From the script notes below, list every Python file name (ending in .py) that is mentioned, in order of first appearance.

**DOCUMENT SEGMENT**

******************************

Note, I am not that sure if this contains error or not (I wrote too many versions, I donot remember which version it is), if it contains, please let me know by QQ.
c. readMedImg4CaffeCropNie4SingleS.py: implement the crop patches function.
And this one is much better than readMedImg4CaffeCropNie.py, so I suggest you use this one.
d. evalCaffeModel4ImgNie.py: this is the code to evaluate a whole 3d image on the trained DL models for the patients (suggested using this one, it's good for classification task, but the overlapping part is implemented via averaging, if you like majority voting, please use evalCaffeModel4ImgNieSingSbyMV.py).
And if you want to read the intermedia layer's output, you can specify it by "temppremat = mynet.blobs['layername'].data[0]". Actually, the size of patch is not limited to the size during training, you can make a bigger patch size (than patch size at training stage).
e. transData.py: this is written to transpose (permute in matlab) the dimension order of the h5 (hdf5 in matlab).
Actually, you can also check the hdf5 format data if the label and feature match or not...
f. transImage.py: this is written to transpose (permute in matlab) the dimension order of a medical image.
g. convertMat2MedFormat.py: convert mat files (matlab) to medical image format, such as nifti, hdr and so on
h. checkHDF5.py: check the hdf5 files you generated to find if there are something wrong (e.g., matched or not)

******************************

**DATA FOR ANALYSIS**

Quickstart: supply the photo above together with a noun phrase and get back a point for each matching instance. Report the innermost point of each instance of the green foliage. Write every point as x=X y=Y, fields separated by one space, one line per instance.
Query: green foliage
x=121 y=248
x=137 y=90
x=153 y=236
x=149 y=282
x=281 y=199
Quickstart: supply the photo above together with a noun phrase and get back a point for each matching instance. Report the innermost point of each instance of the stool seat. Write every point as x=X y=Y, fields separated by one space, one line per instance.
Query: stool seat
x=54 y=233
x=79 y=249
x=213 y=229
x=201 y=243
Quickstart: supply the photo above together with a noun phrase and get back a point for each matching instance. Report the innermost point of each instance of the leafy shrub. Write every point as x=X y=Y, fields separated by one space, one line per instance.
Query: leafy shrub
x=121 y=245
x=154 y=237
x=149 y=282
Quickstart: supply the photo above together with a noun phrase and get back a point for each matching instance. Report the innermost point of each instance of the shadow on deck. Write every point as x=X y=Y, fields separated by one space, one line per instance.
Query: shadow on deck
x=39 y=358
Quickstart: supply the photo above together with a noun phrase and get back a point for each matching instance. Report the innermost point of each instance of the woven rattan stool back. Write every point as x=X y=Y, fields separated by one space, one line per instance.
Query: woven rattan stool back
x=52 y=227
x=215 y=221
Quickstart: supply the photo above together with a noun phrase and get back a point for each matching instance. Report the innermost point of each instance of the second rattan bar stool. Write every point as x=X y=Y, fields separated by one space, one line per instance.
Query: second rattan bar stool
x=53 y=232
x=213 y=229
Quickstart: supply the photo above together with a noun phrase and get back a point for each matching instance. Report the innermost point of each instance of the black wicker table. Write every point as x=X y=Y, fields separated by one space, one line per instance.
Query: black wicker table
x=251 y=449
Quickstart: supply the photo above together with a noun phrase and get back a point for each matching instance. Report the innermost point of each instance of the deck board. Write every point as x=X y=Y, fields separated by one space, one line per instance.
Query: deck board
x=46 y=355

******************************

**EXPECTED OUTPUT**
readMedImg4CaffeCropNie4SingleS.py
readMedImg4CaffeCropNie.py
evalCaffeModel4ImgNie.py
evalCaffeModel4ImgNieSingSbyMV.py
transData.py
transImage.py
convertMat2MedFormat.py
checkHDF5.py